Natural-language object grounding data
_ _ _ _

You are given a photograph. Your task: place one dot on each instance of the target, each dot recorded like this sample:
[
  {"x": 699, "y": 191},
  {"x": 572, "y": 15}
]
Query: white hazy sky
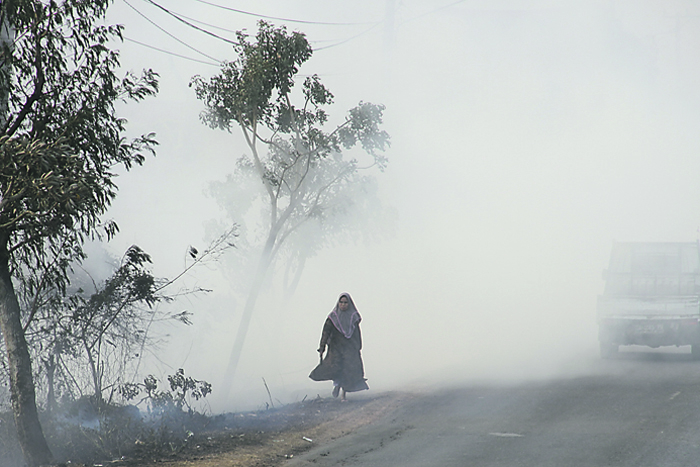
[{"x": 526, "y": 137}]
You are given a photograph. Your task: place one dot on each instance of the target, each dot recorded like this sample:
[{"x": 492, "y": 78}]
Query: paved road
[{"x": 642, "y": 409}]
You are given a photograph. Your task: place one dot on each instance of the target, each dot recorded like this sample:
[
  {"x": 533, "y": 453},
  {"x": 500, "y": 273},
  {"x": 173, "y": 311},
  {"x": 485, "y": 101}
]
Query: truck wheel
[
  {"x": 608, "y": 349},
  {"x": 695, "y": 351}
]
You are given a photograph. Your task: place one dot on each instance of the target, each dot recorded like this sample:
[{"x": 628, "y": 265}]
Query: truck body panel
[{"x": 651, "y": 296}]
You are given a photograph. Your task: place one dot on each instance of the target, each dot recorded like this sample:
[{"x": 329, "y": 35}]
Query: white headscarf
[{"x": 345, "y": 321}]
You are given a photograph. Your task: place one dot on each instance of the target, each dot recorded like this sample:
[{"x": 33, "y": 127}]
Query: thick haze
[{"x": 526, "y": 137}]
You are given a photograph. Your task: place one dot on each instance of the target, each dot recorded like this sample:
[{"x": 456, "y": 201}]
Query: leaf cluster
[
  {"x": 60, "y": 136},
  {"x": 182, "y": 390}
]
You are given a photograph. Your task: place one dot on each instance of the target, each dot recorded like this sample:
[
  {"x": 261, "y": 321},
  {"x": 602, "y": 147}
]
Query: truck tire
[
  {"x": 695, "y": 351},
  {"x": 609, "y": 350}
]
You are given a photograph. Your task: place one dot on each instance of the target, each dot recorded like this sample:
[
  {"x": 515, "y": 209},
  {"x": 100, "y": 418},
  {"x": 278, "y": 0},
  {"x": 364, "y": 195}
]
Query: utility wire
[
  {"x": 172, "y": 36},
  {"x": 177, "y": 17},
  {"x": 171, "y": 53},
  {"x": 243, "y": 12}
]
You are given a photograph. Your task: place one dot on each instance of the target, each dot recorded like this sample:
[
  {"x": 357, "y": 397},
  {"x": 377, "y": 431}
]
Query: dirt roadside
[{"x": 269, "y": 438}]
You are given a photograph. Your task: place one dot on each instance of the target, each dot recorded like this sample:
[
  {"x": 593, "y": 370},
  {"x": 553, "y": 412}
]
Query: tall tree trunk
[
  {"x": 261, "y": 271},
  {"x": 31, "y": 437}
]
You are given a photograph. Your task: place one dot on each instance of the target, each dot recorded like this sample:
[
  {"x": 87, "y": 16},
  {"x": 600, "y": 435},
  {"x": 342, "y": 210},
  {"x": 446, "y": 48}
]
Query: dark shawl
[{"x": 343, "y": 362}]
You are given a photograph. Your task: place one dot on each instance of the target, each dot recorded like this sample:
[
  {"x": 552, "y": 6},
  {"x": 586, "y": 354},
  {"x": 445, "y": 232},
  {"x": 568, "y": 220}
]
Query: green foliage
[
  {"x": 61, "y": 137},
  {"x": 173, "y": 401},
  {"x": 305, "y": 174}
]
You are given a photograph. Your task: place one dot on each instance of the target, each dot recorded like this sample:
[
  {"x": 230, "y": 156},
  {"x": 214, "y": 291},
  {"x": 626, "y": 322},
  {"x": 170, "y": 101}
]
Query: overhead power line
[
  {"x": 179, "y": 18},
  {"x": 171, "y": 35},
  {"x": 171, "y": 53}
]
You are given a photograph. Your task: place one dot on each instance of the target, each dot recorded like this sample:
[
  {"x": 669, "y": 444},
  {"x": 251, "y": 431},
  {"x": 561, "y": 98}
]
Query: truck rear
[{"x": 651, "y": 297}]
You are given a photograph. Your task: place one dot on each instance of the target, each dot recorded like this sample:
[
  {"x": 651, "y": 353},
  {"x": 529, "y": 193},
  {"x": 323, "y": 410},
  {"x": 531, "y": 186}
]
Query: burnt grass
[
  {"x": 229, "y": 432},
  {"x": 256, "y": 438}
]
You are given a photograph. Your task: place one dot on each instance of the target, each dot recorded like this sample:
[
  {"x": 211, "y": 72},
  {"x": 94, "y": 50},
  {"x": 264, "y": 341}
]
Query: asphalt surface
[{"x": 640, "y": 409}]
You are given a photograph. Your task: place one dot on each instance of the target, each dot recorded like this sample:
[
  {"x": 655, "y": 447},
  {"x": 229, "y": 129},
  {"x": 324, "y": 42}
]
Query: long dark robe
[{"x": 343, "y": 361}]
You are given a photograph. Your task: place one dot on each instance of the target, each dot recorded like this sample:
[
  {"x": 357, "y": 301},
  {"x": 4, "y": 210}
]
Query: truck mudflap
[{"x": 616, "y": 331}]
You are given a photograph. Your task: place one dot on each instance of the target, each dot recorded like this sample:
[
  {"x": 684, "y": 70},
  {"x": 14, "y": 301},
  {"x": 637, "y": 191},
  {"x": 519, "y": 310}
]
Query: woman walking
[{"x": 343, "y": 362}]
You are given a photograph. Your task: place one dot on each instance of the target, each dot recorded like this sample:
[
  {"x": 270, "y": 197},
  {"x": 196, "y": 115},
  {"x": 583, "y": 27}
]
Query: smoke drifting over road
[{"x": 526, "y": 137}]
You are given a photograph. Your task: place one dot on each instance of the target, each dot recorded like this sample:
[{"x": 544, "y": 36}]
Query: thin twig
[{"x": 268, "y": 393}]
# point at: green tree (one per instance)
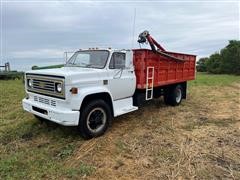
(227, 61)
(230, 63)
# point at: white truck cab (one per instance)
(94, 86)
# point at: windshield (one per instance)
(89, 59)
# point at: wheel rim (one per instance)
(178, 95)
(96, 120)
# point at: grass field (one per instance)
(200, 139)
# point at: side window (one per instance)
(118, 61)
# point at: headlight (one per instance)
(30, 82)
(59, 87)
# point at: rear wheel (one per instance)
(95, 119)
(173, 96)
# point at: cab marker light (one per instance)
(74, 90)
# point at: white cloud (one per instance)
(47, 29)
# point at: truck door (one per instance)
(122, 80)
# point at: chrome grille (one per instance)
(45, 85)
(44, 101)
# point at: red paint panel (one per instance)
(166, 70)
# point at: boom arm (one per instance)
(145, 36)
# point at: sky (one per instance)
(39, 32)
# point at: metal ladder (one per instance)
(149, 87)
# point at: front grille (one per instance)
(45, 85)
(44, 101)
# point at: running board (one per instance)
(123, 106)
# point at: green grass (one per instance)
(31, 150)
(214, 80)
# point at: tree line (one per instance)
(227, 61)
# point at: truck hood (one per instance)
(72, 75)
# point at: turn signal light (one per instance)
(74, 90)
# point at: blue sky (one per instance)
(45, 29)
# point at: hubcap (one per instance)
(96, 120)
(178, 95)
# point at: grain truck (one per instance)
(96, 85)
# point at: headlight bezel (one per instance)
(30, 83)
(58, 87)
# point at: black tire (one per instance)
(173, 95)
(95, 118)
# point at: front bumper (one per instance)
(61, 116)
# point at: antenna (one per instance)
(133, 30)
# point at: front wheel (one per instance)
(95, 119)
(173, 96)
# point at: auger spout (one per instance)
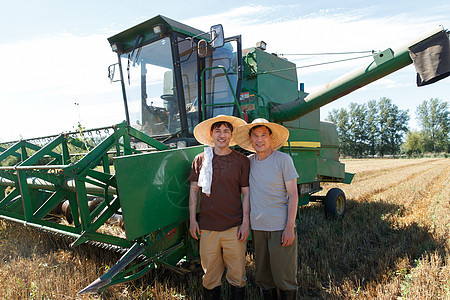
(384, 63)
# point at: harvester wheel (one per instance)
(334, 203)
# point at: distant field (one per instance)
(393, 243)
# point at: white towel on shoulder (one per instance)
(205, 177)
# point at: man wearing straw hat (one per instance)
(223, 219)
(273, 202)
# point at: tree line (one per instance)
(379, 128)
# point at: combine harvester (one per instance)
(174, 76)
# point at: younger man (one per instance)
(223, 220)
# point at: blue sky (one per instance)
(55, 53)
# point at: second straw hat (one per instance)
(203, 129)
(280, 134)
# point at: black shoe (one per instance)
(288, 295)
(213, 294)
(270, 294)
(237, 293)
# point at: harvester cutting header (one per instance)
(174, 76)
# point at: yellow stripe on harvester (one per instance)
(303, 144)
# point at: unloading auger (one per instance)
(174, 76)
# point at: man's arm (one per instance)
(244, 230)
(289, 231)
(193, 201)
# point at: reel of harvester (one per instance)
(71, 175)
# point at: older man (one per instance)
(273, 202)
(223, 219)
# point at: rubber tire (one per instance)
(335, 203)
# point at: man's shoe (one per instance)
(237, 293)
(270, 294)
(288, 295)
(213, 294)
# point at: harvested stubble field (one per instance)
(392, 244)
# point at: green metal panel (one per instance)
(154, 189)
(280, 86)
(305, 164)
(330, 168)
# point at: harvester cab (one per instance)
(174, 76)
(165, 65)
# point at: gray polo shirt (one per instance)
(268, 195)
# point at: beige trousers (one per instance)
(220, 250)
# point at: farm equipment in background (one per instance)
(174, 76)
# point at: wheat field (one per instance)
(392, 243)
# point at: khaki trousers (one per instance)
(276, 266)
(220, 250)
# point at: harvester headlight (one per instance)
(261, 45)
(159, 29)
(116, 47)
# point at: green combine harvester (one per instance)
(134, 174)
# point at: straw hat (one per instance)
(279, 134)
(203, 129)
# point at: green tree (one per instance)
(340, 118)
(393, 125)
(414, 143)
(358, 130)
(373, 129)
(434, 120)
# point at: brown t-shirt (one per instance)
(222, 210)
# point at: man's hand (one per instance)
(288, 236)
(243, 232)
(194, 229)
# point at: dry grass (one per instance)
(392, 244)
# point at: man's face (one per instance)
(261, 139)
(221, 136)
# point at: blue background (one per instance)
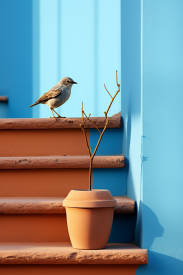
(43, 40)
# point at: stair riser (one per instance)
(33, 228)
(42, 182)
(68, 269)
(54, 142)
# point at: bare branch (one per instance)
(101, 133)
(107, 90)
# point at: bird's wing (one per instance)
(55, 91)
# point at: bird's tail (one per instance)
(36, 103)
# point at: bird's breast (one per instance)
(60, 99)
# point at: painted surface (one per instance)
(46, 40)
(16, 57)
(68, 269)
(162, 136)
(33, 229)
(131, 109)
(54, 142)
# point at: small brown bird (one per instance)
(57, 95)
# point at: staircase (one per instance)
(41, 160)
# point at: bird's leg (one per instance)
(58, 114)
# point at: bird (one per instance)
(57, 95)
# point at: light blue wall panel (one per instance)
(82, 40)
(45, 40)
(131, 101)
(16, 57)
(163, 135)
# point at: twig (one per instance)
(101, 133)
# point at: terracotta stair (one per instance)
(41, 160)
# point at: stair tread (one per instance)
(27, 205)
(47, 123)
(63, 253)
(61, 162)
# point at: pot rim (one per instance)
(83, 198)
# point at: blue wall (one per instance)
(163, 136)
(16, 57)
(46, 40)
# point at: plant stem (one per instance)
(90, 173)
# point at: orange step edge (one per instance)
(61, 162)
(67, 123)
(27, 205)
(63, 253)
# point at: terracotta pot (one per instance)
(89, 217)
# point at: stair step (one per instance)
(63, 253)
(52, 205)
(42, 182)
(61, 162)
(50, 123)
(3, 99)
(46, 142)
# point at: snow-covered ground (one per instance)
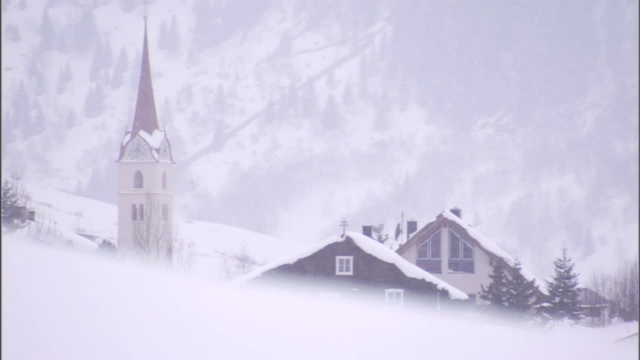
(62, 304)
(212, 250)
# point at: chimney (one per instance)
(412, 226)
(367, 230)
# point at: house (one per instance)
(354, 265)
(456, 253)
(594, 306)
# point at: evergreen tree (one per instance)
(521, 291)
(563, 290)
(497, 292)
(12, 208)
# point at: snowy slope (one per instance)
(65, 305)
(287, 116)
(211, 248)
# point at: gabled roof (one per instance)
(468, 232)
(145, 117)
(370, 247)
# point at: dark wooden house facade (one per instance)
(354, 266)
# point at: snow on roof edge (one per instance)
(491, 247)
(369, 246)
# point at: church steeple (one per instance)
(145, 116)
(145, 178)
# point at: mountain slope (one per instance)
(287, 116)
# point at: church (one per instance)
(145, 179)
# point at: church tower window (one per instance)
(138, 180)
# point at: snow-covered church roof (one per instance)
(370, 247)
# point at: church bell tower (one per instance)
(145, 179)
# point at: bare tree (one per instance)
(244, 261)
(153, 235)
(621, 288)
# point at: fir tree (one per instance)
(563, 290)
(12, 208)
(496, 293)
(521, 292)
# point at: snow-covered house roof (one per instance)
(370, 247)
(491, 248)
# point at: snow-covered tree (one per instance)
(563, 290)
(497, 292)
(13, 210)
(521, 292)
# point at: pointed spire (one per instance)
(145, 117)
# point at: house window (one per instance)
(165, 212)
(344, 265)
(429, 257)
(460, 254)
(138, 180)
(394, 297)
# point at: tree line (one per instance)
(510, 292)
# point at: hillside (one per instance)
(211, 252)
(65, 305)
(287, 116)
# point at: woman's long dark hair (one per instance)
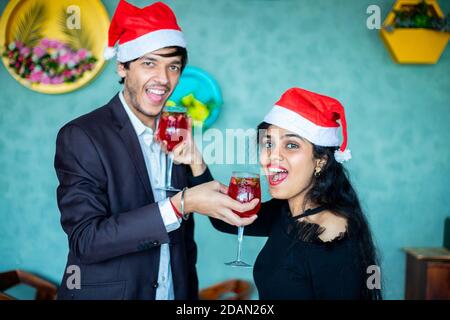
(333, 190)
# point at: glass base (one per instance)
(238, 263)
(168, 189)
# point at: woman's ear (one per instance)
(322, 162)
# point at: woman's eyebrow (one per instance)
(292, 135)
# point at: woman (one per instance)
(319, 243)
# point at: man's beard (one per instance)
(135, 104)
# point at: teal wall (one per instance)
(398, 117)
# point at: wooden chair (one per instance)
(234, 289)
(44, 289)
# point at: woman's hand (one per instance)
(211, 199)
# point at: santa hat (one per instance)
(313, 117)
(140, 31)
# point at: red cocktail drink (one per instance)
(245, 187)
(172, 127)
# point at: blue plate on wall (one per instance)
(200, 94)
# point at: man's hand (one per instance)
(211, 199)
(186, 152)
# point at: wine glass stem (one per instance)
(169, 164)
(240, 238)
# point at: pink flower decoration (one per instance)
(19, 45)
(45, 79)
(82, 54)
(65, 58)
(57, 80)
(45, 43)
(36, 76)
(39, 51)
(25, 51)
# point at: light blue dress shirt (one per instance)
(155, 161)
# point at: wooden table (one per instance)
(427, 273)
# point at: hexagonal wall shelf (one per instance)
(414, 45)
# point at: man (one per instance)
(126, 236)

_ _ _ _

● Task objective: Reproduce verbatim only the lines from the one holding "# point at: wine" through the end of the records.

● Task result:
# point at: wine glass stem (one per instance)
(169, 164)
(240, 238)
# point at: pink flower decoration (one per instance)
(19, 45)
(45, 79)
(82, 54)
(65, 58)
(57, 80)
(45, 43)
(36, 76)
(39, 51)
(25, 51)
# point at: light blue dress shirt (one per instance)
(155, 161)
# point at: wooden table (one per instance)
(427, 273)
# point at: hexagonal wall shelf (one per instance)
(414, 45)
# point at: man (one per instance)
(126, 236)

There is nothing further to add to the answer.